_TASK TO CARRY OUT_: Set out the lines below as a numbered list with blank lines dropped, beginning at the line that contains "Target: metal railing post" and continuing through the last line.

_ENTRIES_:
******************************

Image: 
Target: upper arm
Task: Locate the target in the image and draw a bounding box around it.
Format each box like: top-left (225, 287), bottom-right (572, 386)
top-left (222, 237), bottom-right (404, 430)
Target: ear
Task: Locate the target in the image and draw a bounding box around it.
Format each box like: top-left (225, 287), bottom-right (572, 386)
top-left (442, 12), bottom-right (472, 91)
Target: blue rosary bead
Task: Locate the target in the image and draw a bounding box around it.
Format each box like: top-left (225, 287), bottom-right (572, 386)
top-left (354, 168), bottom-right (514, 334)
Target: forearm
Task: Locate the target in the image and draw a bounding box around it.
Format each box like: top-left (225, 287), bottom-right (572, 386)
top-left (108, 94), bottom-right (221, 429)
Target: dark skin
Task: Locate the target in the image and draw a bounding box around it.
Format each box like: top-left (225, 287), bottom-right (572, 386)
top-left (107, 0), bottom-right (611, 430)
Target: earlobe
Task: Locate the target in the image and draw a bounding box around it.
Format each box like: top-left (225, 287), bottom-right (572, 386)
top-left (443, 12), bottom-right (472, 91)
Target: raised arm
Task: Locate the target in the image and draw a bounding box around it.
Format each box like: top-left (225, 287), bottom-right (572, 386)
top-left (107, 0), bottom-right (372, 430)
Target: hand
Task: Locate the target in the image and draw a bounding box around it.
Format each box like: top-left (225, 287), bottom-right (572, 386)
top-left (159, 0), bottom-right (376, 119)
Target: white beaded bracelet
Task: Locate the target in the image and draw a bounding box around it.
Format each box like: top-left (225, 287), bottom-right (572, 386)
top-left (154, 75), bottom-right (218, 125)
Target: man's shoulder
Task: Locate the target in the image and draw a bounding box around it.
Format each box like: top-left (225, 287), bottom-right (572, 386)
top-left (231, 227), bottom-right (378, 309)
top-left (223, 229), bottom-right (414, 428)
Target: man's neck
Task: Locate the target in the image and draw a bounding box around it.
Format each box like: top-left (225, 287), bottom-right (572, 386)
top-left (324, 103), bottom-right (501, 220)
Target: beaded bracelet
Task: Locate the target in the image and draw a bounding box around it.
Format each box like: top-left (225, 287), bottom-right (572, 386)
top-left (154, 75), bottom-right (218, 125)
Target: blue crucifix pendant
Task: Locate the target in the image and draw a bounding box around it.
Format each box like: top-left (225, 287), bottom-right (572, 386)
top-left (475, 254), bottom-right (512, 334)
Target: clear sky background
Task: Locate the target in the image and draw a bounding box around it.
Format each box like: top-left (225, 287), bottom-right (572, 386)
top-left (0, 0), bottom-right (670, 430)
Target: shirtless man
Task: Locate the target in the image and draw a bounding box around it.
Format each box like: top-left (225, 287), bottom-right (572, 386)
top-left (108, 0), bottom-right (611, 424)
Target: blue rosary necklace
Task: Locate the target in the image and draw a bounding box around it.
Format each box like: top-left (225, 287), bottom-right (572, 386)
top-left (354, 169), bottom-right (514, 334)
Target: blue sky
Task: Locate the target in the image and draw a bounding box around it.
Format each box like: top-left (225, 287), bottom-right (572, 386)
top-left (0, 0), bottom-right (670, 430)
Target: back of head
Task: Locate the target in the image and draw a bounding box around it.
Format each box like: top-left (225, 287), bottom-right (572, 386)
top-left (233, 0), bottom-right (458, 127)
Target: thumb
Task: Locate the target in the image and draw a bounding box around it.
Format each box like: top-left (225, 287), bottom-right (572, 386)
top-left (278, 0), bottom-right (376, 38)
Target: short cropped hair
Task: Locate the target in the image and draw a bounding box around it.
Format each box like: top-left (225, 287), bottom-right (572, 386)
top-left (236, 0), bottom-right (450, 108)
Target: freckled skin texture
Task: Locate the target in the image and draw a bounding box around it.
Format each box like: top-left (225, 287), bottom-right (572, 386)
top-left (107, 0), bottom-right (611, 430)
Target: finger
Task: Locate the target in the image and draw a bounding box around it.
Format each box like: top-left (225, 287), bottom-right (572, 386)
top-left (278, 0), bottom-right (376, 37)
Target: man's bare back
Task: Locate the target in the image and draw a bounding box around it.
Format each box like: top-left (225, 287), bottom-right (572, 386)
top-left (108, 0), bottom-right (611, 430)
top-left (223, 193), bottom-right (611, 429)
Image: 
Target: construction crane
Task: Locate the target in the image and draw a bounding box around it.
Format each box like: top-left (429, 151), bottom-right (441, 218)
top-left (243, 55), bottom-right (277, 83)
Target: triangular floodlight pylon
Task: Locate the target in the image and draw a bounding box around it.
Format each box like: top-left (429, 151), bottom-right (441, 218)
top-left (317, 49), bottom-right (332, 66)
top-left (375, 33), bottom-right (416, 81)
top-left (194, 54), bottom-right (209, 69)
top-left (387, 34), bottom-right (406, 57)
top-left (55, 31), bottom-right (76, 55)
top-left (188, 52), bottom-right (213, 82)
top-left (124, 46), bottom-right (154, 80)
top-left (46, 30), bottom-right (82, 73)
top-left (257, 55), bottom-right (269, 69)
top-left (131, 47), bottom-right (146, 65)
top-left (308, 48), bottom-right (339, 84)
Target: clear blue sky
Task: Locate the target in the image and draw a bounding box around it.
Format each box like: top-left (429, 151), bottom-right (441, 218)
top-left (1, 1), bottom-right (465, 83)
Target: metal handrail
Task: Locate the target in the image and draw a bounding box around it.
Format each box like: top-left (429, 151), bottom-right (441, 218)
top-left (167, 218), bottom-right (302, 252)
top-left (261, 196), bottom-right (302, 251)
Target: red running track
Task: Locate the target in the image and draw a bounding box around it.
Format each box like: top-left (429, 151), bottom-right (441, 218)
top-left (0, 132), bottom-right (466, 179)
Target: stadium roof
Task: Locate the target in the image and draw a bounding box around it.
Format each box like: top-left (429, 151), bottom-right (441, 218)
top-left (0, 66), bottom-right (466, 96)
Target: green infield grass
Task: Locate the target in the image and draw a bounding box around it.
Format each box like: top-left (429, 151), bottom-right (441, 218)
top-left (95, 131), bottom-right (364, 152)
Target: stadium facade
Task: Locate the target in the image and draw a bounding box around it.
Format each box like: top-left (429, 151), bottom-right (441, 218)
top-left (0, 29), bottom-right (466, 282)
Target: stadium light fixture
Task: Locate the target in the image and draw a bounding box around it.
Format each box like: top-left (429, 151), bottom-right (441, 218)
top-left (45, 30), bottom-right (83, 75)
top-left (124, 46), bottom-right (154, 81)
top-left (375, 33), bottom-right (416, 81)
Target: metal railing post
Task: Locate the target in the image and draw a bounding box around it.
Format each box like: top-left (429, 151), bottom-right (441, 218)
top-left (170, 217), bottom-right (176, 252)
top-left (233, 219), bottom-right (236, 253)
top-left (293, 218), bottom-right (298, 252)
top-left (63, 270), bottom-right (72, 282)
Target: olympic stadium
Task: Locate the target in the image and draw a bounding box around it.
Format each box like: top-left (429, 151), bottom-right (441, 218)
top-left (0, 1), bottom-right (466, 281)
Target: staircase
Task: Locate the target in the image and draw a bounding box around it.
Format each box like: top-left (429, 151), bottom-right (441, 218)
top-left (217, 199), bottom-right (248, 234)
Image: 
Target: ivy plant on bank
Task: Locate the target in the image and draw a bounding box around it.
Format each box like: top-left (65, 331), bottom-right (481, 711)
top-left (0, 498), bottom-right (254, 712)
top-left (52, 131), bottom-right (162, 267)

******************************

_OUTPUT FOR THIS TASK_:
1. Target: metal railing post
2. Task: Locate the target in the image and draw a bounding box around it.
3. Format each box like: top-left (429, 151), bottom-right (441, 218)
4. top-left (170, 217), bottom-right (176, 252)
5. top-left (233, 219), bottom-right (236, 253)
6. top-left (293, 218), bottom-right (298, 252)
7. top-left (63, 270), bottom-right (72, 282)
8. Target: olympic stadium
9. Task: Locate the target in the image and draw a bounding box around it.
10. Format each box like: top-left (429, 151), bottom-right (441, 218)
11. top-left (0, 1), bottom-right (466, 281)
12. Target: staircase
13. Task: Locate the target in the image and draw a bounding box around it.
14. Format each box like: top-left (429, 151), bottom-right (441, 218)
15. top-left (217, 199), bottom-right (248, 234)
16. Image: 
17. Target: ivy plant on bank
18. Task: Locate the target in the image and draw a bounding box around it.
19. Format each box like: top-left (65, 331), bottom-right (481, 711)
20. top-left (0, 498), bottom-right (254, 712)
21. top-left (52, 131), bottom-right (162, 267)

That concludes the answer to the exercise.